[Point-based annotation data]
= = = = = = =
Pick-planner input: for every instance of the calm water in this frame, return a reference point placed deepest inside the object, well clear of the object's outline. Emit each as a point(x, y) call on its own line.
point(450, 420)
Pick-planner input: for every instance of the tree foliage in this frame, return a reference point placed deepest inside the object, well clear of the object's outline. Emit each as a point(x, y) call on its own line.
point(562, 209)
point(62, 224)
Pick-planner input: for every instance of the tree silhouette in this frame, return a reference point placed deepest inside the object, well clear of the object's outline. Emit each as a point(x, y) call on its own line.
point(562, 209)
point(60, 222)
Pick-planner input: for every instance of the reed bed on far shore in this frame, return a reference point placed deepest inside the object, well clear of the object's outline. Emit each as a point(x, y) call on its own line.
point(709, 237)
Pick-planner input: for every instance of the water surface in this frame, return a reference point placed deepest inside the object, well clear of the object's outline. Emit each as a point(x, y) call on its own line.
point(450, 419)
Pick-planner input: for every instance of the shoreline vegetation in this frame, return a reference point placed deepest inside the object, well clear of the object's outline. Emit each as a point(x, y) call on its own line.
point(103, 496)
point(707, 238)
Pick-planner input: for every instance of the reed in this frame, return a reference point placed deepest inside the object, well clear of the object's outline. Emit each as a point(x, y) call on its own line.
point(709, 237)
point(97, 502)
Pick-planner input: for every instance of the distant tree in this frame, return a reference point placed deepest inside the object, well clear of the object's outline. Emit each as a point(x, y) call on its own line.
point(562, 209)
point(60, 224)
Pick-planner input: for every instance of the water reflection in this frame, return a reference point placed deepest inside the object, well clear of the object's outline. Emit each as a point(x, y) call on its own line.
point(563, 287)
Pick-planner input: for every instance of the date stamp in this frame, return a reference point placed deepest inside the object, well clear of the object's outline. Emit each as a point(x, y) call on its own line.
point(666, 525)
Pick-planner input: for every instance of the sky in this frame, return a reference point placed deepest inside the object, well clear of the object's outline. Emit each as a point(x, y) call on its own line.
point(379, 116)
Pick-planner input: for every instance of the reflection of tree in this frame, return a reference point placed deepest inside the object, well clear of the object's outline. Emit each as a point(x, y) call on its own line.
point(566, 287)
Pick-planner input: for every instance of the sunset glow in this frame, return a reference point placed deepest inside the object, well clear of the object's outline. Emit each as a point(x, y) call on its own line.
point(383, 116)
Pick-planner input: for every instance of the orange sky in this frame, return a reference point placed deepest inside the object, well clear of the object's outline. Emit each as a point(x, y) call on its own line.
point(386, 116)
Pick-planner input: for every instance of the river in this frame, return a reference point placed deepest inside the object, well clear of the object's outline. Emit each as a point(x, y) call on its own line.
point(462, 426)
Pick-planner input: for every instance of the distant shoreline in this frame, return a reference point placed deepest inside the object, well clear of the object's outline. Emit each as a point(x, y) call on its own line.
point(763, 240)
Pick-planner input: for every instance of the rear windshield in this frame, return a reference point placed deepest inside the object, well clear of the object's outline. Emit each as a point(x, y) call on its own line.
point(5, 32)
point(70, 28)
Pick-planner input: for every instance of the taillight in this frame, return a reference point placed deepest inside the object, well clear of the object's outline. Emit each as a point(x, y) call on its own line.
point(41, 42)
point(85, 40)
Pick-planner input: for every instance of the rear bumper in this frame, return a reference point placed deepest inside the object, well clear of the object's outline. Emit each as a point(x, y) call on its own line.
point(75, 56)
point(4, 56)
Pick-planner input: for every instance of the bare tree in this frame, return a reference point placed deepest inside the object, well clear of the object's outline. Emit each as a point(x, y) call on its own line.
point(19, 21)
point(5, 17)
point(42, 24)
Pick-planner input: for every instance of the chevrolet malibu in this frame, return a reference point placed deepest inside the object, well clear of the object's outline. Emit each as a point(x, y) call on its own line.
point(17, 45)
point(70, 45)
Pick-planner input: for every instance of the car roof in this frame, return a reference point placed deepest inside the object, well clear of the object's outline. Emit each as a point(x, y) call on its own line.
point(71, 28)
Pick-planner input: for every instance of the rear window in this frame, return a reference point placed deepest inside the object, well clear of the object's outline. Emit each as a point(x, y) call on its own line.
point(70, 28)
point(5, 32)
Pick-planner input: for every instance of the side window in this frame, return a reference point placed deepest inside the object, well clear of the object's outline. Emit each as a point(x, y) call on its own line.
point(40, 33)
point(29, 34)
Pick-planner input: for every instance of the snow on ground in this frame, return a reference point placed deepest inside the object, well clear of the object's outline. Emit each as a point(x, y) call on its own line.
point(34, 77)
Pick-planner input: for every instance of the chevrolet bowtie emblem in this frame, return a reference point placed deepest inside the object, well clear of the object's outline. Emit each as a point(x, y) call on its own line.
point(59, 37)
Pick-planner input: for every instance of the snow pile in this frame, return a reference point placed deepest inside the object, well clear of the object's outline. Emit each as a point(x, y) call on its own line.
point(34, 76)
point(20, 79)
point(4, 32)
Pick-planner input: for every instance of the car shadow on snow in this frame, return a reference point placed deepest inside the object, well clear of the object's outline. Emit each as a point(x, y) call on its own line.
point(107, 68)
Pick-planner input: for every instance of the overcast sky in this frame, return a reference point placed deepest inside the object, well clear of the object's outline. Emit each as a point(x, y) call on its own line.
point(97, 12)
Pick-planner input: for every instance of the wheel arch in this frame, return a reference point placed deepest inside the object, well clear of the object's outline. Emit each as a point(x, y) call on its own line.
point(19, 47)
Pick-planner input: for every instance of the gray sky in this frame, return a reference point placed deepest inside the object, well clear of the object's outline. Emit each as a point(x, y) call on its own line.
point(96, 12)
= = = = = = =
Exactly reproduce the material above.

Pick-planner input: for every instance of the calm water in this frame, return a reference point placed deepest inside the object, well clear of the object's outline. Emit each as a point(x, y) call on its own line.
point(450, 420)
Pick-planner input: for every instance of the tree foliage in this frame, return a reference point placed deepest inside the object, well clear of the object's outline. Emit each as a point(x, y) call on its own line.
point(562, 209)
point(62, 224)
Pick-planner input: for every instance of the tree silhouette in this frame, return a reference point placed deepest inside the object, well clear of the object's outline. Emit each as a point(x, y) call on its own line.
point(562, 209)
point(60, 222)
Pick-planner input: for every instance of the reed bed on far shore in this frame, return a reference point placed deepest inside the object, well clear of the object's outline. Emit each as a point(x, y) call on its own line.
point(709, 237)
Pick-planner input: for every instance of the water surface in this frame, return a reference point placed deepest inside the object, well clear of the object's outline. Emit each as a point(x, y) call on its own line.
point(450, 419)
Pick-planner input: for every instance of the shoreline vegetation in this frame, return a reference point placed deepest inside the object, well clear of the object's outline. Emit each as a point(x, y) call on its own line.
point(103, 496)
point(707, 238)
Pick-planner input: for every instance of the reed in this frame, return a reference point placed deepest inside the object, well clear of the object's outline. Emit each as a point(x, y) call on its own line.
point(709, 237)
point(97, 502)
Pick-planner input: for every instance of the distant tree in this frame, return a reference point placed deepest inside the object, well clear of the object's outline. Emit each as a point(x, y) call on its own line.
point(562, 209)
point(60, 224)
Pick-planner input: for every instance of the water reflection in this frame, return a reference point placed deepest inside the object, well clear of the object's outline. Emit each as a point(x, y) call on its own line.
point(563, 287)
Pick-planner input: for every instance of the date stamp in this frame, return a reference point placed deepest inside the object, well clear of the object's outline. Emit each as a point(x, y) call on its own line.
point(666, 525)
Pick-planner input: for every instance of the sky in this frame, return a reference point placed deepest inside the object, well clear of the object's outline. Emit each as a point(x, y) call on its own line.
point(379, 116)
Pick-planner input: for every instance of the reflection of tree in this frame, return a reference point placed deepest inside the object, well clear of the object's outline. Emit each as a point(x, y) call on its own line.
point(566, 287)
Pick-planner input: for every instance of the sunset glow in this frame, return a reference point placed deepest inside the object, well clear of the object's outline. Emit each as a point(x, y) call on its own line.
point(383, 116)
Pick-planner input: for every instance of the orange sky in this frame, return a reference point placed deepest inside the object, well clear of the object's outline. Emit each as a point(x, y) call on its own line.
point(386, 116)
Pick-planner input: for every instance of the river in this frame, return a reference point placed deepest inside the object, well clear of the object's outline. Emit each as a point(x, y) call on its own line.
point(462, 426)
Pick-planner input: for every instance of the distant shoreline in this frame, return a reference point placed deepest inside the object, well clear of the object's outline. Emit each as a point(x, y) call on its own line.
point(763, 240)
Pick-planner input: for every instance of the rear windshield in this frame, return a reference point placed deepest inside the object, well clear of the object's outline. Emit each as a point(x, y) call on its own line.
point(5, 32)
point(70, 28)
Pick-planner input: for every instance of the taillight in this frame, return a reference point placed deepest inside the object, well clear of the object's outline. Emit each as a point(x, y) call on its own line.
point(41, 42)
point(85, 40)
Pick-planner input: for every instance of the rear bumper in this frame, return a reference point placed deepest inside the object, well clear of the object's outline. Emit each as a point(x, y) call on its own line.
point(75, 56)
point(4, 56)
Pick-planner input: for every instance of the bare tree in this frame, return a reference point placed deepest inside the object, well clear of the object's outline. Emit each as a point(x, y) call on its own line.
point(19, 21)
point(5, 17)
point(42, 24)
Pick-planner input: for every instance of the chevrolet malibu in this frame, return a reference point placed deepest inside the object, well clear of the object's outline. Emit each as a point(x, y) call on its own line.
point(17, 45)
point(70, 45)
Pick-planner input: for every instance of the car roof in this frame, return a reference point placed deepest inside the object, well clear of the object's outline. Emit each as a point(x, y) call on its own line.
point(71, 28)
Pick-planner input: for every instance of the rear window in this frame, return a reference point placed deepest inside the object, well clear of the object's outline. Emit each as a point(x, y) call on its own line.
point(70, 28)
point(5, 32)
Pick-planner input: for every instance of the side window in this frame, return a reference point placed deepest inside the object, well clear of the object's outline. Emit each as a point(x, y) call on its own line.
point(40, 33)
point(29, 34)
Pick-planner input: for every instance of the snow on ground in this frame, return a reference point placed deepest inside the object, well clear of the object's outline. Emit each as a point(x, y) call on its own line.
point(34, 77)
Pick-planner input: for every instance of the chevrolet bowtie emblem in this frame, return a reference point placed deepest inside the object, well clear of the object's outline. Emit each as a point(x, y) call on its own line.
point(59, 37)
Pick-planner input: for every instance of the snow pile in this frame, return a reference point placed deepest inside the object, well clear of the object's outline. Emit each as a point(x, y) call on its own line.
point(34, 76)
point(20, 79)
point(4, 32)
Pick-planner input: for every instance of the car shadow on snow in this frame, return a reference point placed deepest inside the object, well clear of the object's outline. Emit each as a point(x, y) call on its own line.
point(107, 68)
Pick-planner input: for every instance of the overcast sky in this frame, return a reference point placed deepest inside the object, well clear of the object's outline. Emit each as a point(x, y) call on its own line.
point(97, 12)
Pick-planner input: for every instance of the wheel arch in this frame, return a reference point placed deepest inside the object, well clear of the object's outline. Emit each as a point(x, y) call on its own line.
point(19, 47)
Pick-planner input: for every instance of the gray sky in this frame, return a reference point placed deepest inside the object, well clear of the object's outline. Emit each as a point(x, y) call on its own line.
point(96, 12)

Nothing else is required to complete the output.